(TO DO):
• 1. In the Opdivo passage, how many patients in the CheckMate 066 trial were randomized to receive dacarbazine?
• 2. Rewrite the paragraph of the Opdivo passage that begins "Characteristics of patients in both groups" as a short bulleted list, keeping its main facts.
• 3. For each statement, say whether it agrees with the Opdivo passage and quote the deciding words:
(a) Opdivo binds to a protein found on T cells.
(b) The CheckMate 066 trial was open-label.
(c) Participants had received earlier treatment for their melanoma.

(READING PASSAGE):
..........
Patients with BRAF wild-type advanced melanoma saw a survival benefit after treatment with Opdivo (nivolumab) compared with the chemotherapy agent dacarbazine, according to follow-up data published in JAMA Oncology.

In the study, the researchers reported three-year follow-up data from the randomized, controlled, double-blind phase 3 CheckMate 066 trial — which randomized participants who had previously untreated BRAF wild-type stage 3 or stage 4 melanoma to receive either Opdivo (210 patients) or dacarbazine (208 patients).

Opdivo, a type of immunotherapy, binds to PD-1, which is a protein found on T cells. The drug is meant to block PD-1 and help the body’s immune system kill cancer cells.

Characteristics of patients in both groups were similar; most were men and in their sixties. However, a higher percentage of patients in the Opdivo group had an Eastern Cooperative Oncology Group performance status of zero, meaning they were fully active and able to carry on all pre-disease performance without restriction.
..........
(EXCERPTED DATA):
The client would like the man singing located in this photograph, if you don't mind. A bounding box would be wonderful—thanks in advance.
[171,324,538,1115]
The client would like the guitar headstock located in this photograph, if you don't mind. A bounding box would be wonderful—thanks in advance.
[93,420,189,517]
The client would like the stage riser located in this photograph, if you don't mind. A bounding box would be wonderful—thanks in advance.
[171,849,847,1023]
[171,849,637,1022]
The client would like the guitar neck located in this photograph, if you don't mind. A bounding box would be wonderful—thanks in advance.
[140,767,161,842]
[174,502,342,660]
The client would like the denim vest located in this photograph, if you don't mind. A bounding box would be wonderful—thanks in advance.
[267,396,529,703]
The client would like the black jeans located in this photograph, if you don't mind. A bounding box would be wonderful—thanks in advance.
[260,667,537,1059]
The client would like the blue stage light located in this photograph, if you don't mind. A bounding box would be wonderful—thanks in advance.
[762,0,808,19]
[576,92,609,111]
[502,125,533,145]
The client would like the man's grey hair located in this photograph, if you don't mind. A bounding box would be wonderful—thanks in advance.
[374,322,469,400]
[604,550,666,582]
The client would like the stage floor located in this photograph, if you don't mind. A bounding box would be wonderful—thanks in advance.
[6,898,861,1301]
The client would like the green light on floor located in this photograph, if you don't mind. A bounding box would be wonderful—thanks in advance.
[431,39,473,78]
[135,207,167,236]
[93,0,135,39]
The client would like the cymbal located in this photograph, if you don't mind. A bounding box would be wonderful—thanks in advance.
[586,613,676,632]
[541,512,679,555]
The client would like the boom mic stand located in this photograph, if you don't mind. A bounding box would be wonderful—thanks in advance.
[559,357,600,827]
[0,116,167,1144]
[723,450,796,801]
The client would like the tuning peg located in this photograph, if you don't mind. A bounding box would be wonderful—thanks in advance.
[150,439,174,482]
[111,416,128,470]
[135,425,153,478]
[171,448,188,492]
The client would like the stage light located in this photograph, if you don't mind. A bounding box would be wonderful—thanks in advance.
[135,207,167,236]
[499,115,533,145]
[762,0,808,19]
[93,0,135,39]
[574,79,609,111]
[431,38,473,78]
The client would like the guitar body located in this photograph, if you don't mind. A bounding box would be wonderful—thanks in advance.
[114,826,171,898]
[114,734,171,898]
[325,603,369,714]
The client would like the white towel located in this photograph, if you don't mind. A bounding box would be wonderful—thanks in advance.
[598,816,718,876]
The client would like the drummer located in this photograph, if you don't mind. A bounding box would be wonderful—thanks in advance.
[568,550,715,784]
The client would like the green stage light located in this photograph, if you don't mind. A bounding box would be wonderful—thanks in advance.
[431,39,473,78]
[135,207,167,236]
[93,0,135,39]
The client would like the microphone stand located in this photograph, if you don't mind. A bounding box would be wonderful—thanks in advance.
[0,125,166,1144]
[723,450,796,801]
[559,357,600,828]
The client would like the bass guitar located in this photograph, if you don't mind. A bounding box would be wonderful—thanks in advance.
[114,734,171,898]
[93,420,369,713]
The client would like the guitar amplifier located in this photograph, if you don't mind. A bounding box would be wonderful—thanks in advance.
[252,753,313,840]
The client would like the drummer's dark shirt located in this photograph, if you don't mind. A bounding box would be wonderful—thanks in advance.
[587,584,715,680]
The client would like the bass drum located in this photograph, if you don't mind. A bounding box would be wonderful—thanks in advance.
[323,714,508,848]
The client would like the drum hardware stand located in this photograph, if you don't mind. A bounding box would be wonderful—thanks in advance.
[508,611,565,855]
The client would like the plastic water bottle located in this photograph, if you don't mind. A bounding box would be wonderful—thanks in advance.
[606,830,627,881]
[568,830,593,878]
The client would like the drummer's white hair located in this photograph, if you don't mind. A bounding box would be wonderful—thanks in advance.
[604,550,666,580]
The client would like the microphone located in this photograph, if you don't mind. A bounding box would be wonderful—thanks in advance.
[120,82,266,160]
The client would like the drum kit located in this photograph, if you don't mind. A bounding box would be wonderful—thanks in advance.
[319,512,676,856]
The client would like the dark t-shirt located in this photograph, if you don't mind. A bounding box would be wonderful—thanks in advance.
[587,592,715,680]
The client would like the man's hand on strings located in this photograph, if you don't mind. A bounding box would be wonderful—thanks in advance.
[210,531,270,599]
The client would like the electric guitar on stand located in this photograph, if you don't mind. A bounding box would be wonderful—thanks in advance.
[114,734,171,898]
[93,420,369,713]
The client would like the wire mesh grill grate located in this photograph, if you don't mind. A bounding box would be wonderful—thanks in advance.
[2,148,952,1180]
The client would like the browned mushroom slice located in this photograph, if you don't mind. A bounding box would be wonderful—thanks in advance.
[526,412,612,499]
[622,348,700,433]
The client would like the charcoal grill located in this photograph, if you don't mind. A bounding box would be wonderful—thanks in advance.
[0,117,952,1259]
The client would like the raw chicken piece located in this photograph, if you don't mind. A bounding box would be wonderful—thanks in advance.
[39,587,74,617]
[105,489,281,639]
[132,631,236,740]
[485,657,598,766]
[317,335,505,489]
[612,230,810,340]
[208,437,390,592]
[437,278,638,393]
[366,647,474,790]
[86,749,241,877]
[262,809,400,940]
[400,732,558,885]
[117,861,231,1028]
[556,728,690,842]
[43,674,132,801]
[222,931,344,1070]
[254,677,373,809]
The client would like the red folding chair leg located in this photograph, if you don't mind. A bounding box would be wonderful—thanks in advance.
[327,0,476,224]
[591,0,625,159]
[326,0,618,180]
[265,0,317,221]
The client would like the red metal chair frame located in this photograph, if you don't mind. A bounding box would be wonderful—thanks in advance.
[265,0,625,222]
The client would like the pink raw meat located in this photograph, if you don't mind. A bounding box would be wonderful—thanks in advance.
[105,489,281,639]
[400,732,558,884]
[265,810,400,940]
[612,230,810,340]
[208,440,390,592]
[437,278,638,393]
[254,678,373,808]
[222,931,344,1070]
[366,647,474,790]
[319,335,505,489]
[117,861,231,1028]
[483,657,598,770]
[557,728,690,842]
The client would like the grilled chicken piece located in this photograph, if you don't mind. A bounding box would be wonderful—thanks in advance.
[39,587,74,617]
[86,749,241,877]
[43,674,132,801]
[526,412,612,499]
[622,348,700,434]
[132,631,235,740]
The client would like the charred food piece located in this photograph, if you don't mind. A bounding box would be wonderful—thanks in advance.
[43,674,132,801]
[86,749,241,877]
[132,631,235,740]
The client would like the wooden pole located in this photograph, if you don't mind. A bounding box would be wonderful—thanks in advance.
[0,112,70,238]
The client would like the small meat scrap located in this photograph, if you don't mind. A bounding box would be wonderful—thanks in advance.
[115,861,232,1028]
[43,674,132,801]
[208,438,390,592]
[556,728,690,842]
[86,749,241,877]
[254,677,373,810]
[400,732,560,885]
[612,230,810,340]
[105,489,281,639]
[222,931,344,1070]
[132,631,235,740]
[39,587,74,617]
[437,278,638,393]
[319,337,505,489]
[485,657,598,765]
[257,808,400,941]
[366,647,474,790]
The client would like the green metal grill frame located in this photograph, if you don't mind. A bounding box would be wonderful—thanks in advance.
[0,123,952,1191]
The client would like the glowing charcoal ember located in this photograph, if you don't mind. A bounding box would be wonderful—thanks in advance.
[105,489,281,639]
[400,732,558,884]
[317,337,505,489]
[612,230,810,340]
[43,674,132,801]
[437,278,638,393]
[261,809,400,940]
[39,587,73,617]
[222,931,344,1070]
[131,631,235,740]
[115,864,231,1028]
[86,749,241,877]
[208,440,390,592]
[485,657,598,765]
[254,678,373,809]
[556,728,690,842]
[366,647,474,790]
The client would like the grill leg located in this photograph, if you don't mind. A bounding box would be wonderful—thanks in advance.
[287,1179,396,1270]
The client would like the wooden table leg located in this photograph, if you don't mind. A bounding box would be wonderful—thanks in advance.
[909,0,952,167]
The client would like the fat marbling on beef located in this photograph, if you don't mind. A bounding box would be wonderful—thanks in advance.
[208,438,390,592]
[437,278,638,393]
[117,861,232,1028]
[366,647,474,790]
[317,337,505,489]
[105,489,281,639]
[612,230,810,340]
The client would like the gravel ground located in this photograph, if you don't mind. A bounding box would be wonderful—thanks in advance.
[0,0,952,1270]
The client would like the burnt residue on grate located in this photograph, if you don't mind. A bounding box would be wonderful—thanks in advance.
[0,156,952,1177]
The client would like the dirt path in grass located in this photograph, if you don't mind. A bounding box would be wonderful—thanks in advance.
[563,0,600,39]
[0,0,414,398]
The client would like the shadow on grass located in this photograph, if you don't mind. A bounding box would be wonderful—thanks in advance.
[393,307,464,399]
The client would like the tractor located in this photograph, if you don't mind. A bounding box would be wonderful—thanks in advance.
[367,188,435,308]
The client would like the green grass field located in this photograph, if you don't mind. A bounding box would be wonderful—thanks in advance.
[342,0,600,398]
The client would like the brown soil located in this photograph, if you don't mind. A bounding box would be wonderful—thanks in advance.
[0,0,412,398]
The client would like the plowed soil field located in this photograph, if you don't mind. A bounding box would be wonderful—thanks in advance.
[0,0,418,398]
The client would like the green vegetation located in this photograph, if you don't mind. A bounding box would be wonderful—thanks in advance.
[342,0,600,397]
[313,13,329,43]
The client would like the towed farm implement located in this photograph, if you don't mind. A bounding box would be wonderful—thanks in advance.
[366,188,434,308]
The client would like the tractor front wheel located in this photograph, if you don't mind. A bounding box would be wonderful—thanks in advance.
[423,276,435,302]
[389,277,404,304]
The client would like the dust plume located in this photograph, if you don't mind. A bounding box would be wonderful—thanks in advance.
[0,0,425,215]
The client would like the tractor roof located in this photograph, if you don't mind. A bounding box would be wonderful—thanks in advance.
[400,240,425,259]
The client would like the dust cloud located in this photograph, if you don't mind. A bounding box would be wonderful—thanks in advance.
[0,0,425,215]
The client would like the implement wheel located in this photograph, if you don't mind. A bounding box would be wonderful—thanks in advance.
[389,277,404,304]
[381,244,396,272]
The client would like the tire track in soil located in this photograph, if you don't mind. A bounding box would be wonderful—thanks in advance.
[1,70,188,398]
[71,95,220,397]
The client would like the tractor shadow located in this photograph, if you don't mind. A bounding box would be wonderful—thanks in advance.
..........
(SOLUTIONS IN ORDER):
• 1. 208 patients.

• 2.
- Patient characteristics were similar in both groups.
- Most patients were men in their sixties.
- A higher percentage of the Opdivo group had an Eastern Cooperative Oncology Group performance status of zero.
- That status means they were fully active and able to carry on all pre-disease performance without restriction.

• 3.
(a) Yes: "binds to PD-1, which is a protein found on T cells"
(b) No: "randomized, controlled, double-blind phase 3 CheckMate 066 trial"
(c) No: "participants who had previously untreated BRAF wild-type stage 3 or stage 4 melanoma"